→ The request
Write out only the lines running from the one that contains "Exercise. Point to every instance of the blue" to the end of the material, both ends included.

(Data extracted from a collection)
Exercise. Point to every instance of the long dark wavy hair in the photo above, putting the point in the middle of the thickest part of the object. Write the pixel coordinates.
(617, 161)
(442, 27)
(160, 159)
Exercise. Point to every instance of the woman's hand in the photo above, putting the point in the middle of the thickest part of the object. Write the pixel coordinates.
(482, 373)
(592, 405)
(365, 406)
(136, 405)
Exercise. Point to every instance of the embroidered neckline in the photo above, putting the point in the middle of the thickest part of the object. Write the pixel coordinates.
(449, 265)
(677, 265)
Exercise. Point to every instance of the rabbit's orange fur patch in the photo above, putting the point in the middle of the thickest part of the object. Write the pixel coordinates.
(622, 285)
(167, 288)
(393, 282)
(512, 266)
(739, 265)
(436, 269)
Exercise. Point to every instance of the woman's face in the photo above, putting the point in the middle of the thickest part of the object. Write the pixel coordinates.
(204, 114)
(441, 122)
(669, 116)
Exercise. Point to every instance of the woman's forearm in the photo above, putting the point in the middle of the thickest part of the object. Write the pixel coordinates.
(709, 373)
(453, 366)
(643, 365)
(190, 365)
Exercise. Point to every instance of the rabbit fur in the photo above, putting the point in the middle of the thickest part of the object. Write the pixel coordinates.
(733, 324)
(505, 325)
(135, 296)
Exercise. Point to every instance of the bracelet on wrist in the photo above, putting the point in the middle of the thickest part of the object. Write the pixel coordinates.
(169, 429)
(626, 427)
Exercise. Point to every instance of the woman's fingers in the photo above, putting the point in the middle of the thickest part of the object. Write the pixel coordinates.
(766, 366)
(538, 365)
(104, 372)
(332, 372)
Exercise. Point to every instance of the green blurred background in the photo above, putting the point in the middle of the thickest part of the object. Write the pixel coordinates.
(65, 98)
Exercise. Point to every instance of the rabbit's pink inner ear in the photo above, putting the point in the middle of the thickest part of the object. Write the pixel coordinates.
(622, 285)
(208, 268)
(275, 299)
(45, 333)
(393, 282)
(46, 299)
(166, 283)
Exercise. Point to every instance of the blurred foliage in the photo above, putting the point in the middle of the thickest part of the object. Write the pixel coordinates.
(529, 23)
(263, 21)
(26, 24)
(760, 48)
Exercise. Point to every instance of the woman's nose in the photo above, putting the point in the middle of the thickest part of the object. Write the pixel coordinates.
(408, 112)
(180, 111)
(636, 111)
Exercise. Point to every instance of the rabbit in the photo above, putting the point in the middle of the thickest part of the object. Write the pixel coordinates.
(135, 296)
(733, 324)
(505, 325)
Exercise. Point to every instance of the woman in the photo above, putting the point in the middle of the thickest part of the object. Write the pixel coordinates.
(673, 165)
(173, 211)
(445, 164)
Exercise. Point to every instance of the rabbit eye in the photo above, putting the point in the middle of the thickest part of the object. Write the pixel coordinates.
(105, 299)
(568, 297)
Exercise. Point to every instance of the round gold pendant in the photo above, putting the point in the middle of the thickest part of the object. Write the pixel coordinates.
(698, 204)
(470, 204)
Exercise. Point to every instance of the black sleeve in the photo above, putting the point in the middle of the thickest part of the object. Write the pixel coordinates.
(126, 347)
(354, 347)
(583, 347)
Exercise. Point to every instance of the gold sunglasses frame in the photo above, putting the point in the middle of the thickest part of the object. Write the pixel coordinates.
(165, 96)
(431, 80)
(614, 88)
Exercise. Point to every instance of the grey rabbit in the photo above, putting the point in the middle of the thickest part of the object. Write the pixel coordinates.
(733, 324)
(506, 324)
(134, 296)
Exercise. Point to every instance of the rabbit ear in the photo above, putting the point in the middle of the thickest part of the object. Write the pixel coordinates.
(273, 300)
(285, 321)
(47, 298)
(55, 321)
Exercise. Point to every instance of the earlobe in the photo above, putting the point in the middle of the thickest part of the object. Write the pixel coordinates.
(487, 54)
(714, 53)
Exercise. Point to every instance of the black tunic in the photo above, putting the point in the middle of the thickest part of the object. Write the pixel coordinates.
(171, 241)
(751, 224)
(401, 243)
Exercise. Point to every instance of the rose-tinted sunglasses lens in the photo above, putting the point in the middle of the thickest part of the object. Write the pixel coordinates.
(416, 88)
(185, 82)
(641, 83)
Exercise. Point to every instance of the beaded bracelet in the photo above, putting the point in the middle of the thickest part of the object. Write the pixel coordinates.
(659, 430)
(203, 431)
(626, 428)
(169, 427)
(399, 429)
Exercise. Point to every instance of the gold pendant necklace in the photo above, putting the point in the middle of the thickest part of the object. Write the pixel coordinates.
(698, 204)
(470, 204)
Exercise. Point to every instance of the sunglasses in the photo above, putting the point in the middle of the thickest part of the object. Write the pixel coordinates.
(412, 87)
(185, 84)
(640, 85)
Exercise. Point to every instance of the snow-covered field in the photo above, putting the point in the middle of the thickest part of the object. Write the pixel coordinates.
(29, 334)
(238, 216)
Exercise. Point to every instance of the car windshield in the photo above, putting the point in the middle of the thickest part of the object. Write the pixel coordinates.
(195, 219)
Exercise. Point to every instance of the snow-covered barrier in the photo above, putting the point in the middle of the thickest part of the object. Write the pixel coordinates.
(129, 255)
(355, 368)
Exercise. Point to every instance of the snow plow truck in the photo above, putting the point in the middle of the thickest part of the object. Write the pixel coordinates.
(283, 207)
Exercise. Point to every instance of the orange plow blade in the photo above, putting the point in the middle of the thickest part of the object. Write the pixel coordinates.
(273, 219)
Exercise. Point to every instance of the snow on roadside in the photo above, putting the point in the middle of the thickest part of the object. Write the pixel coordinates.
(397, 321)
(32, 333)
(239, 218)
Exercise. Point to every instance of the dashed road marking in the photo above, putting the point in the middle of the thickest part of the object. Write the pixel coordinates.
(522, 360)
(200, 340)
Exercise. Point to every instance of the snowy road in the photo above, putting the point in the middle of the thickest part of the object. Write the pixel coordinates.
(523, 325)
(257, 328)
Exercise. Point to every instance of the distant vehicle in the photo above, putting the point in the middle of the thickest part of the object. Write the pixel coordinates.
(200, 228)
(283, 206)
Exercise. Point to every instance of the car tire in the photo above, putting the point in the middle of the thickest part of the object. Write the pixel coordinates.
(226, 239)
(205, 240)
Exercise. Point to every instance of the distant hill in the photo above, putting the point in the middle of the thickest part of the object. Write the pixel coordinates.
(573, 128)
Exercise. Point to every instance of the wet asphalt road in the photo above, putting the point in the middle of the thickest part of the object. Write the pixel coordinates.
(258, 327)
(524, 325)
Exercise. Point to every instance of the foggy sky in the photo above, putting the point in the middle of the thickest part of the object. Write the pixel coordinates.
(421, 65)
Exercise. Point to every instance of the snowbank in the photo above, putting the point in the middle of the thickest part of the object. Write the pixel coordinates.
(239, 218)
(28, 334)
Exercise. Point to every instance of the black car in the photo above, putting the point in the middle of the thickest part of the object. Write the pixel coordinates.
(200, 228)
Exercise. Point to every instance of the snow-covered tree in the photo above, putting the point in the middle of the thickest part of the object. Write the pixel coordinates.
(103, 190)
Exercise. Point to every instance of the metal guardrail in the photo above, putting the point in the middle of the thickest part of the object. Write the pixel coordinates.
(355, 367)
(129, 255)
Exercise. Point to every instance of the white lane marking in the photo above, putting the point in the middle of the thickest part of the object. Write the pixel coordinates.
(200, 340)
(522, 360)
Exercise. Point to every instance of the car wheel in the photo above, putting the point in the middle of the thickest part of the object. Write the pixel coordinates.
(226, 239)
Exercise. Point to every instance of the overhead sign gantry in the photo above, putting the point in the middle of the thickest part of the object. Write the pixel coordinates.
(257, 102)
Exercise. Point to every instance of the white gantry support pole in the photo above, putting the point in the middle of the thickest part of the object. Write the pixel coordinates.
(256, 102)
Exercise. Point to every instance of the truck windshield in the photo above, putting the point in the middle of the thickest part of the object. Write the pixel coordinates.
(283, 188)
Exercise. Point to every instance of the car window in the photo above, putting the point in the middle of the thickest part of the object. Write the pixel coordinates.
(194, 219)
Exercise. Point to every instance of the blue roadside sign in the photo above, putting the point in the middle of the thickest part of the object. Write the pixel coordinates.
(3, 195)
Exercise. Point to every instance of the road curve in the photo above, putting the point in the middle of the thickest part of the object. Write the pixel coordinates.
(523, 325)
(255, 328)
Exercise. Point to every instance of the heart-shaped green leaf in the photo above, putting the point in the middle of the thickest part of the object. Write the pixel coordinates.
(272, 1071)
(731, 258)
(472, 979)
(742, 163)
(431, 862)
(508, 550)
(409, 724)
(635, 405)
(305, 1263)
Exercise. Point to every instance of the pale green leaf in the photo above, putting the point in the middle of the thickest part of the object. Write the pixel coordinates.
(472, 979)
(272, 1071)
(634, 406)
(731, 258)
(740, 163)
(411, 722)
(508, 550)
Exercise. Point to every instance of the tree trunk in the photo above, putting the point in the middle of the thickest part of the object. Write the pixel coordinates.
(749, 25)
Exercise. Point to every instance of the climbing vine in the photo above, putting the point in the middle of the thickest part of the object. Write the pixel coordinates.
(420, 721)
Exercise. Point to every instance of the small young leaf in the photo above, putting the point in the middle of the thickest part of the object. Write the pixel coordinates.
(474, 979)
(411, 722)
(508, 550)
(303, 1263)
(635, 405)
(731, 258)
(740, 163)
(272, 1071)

→ Written response
Exercise. Point to every instance of the blue roadside sign in the photo above, putting the point in the middle of the thickest part of the object. Write the pixel coordinates.
(3, 195)
Exercise. Point to every instance of the road curve in the photo above, putting the point in the middle of the thickest part of the object. Write the pixel coordinates.
(523, 325)
(255, 328)
Exercise. Point to every instance of the heart-shaped green leaf in the photo above, putting the point in the middle of the thickest part of the object. Write the pixel coordinates.
(272, 1071)
(731, 258)
(472, 979)
(742, 163)
(431, 862)
(508, 550)
(409, 724)
(635, 405)
(305, 1263)
Exercise. Point to every instance of the pale green leaf in the photo above, putting the point in the middle of the thickest part of the object. Write the pixel coordinates.
(472, 979)
(272, 1071)
(634, 406)
(731, 258)
(740, 163)
(411, 722)
(508, 550)
Exercise. Point to every instance of the tree trunk in the photo above, putting the point in the middle of the thickest part of the object. Write the pixel coordinates.
(749, 25)
Exercise. Point to every instance of the climbing vine in the photo above, putting the point in the middle of the thickest part of the object. Write the pixel coordinates.
(420, 721)
Exercise. Point to every instance of the small young leaf in the photo above, putting the point in the middle of the thickest part of the object. Write the pixel coordinates.
(474, 979)
(411, 722)
(508, 550)
(303, 1263)
(635, 405)
(731, 258)
(740, 163)
(272, 1071)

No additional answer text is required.